[Point annotation records]
------------

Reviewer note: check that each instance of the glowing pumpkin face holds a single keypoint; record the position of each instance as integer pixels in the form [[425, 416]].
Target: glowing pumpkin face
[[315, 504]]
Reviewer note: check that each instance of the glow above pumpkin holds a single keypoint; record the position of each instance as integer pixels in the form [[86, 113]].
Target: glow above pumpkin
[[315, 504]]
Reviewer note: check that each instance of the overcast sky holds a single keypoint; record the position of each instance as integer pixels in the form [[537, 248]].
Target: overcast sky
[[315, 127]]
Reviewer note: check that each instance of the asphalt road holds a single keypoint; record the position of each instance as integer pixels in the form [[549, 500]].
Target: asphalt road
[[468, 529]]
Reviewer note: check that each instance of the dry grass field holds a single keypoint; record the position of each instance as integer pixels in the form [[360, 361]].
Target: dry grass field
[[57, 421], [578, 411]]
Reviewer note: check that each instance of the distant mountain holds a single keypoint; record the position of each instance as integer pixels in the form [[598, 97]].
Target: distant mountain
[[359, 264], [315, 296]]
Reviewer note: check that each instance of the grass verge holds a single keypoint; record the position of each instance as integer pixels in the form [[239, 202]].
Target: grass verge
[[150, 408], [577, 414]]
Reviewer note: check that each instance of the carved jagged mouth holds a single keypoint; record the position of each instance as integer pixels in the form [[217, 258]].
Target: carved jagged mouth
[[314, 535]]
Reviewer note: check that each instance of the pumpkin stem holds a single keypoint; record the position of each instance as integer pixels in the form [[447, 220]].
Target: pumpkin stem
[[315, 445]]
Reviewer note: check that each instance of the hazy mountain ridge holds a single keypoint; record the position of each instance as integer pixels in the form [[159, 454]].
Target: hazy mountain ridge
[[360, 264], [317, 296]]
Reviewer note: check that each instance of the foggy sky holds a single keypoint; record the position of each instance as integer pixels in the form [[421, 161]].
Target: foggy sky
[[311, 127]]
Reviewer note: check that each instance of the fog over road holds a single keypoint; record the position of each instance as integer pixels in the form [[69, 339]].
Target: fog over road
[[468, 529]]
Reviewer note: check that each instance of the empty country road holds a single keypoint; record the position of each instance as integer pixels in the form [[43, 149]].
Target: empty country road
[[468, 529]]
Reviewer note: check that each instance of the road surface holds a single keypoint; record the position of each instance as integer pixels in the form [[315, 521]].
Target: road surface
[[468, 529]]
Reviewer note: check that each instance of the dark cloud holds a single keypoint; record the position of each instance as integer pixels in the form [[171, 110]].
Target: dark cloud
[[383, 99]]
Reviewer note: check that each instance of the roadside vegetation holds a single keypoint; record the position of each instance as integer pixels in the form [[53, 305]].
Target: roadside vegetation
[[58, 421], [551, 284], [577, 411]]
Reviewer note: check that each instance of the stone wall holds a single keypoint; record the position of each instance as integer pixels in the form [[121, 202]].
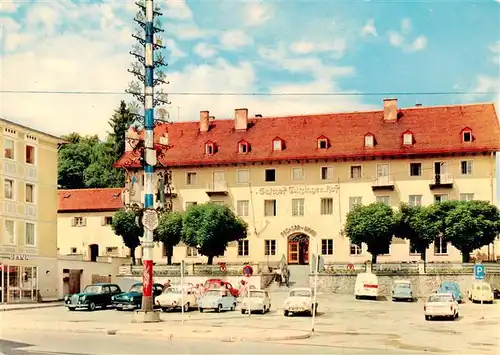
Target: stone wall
[[423, 284]]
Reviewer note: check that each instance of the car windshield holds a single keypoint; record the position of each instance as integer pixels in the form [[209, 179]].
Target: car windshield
[[440, 298], [92, 289], [300, 293], [136, 288]]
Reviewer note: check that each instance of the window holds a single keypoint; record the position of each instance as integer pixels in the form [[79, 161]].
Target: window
[[298, 174], [297, 207], [326, 173], [270, 175], [355, 249], [327, 205], [327, 246], [30, 154], [415, 169], [30, 193], [440, 246], [191, 178], [269, 247], [356, 172], [355, 201], [270, 208], [467, 197], [8, 189], [191, 252], [243, 247], [369, 140], [10, 233], [30, 234], [407, 138], [466, 167], [415, 200], [242, 208], [383, 199], [243, 176], [440, 198], [8, 149]]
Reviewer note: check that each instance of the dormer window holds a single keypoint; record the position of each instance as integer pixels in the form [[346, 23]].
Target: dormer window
[[369, 140], [407, 138], [322, 142], [209, 148]]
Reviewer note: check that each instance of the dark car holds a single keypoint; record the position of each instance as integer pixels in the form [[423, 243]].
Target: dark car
[[92, 296], [133, 298]]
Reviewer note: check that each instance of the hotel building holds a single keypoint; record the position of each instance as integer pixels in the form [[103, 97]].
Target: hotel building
[[294, 179], [28, 214]]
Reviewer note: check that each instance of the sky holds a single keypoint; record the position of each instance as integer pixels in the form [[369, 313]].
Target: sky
[[219, 46]]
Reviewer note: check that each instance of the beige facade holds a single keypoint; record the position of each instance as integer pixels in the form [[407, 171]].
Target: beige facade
[[281, 201], [28, 213]]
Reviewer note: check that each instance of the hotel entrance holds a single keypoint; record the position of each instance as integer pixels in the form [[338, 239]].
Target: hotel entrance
[[18, 283]]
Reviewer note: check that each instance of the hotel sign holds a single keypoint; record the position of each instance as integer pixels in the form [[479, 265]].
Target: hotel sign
[[297, 190]]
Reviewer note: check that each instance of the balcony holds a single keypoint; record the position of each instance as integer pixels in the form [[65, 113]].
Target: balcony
[[441, 181], [218, 188], [383, 183]]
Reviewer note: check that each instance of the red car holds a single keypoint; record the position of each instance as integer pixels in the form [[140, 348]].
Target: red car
[[217, 283]]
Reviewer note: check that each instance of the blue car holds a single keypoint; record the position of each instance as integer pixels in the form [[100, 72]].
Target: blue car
[[453, 288]]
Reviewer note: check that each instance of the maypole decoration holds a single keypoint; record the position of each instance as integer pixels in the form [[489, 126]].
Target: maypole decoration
[[147, 68]]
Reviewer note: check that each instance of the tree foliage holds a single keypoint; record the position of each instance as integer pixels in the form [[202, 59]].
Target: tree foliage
[[373, 225], [210, 228], [125, 225], [169, 232]]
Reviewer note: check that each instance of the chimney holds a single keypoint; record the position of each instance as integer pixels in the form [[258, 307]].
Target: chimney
[[204, 118], [390, 110], [241, 119]]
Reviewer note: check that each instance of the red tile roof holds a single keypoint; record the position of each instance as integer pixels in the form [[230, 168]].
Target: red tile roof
[[90, 200], [435, 130]]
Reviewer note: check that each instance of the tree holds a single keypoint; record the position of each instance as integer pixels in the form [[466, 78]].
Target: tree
[[471, 225], [125, 225], [169, 232], [416, 224], [374, 225], [210, 228]]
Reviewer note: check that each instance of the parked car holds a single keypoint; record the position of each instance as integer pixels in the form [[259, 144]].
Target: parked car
[[299, 300], [218, 283], [402, 290], [176, 297], [133, 298], [259, 300], [481, 292], [441, 305], [92, 296], [366, 285], [217, 300], [453, 288]]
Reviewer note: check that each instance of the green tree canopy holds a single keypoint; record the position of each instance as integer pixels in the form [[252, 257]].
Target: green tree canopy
[[210, 228], [125, 225], [374, 225], [471, 225], [169, 232]]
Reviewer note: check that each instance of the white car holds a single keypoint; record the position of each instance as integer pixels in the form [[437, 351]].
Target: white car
[[299, 300], [259, 300], [173, 297], [441, 305]]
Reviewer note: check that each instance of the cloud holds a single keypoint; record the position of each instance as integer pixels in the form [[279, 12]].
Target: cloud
[[256, 13], [204, 50], [369, 29], [235, 39]]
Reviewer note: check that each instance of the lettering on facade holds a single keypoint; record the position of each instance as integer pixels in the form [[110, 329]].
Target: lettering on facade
[[297, 190], [298, 228]]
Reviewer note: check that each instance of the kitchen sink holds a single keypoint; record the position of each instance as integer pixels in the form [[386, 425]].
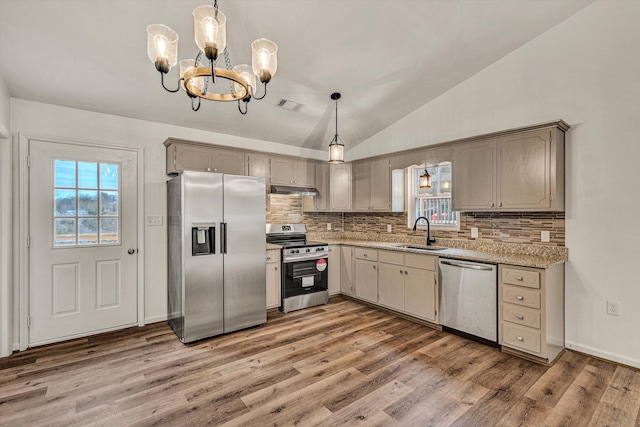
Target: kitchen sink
[[420, 248]]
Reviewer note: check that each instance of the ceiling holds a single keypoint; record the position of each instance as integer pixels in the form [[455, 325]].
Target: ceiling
[[386, 57]]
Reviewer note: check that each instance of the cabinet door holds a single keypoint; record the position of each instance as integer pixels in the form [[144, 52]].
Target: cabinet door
[[473, 180], [380, 185], [420, 293], [304, 173], [319, 203], [346, 270], [281, 170], [367, 280], [258, 165], [523, 171], [334, 269], [227, 161], [391, 286], [193, 158], [340, 187], [362, 186], [273, 285]]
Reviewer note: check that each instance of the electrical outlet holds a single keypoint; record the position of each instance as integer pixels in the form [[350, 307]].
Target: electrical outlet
[[474, 232], [154, 220], [613, 308]]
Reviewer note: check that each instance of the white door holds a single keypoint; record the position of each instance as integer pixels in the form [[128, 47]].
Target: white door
[[82, 240]]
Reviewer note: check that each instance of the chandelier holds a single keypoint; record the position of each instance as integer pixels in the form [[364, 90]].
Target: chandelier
[[197, 76], [336, 148]]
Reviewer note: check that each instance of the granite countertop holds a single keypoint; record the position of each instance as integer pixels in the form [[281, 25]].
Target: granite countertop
[[536, 260]]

------------

» TASK TO COMPLETE
Echo the lines of the records above verbatim, running from the line containing "Reviewer note: check that each instance of the white car" through the line containing "[[299, 300], [259, 300], [173, 297], [441, 305]]", with both of those lines included.

» ANSWER TO THIS EXERCISE
Reviewer note: check that each instance of the white car holds a single keypoint; record the position of each instance as integer pixels in the form [[437, 351]].
Target: white car
[[299, 300], [259, 300], [173, 297], [441, 305]]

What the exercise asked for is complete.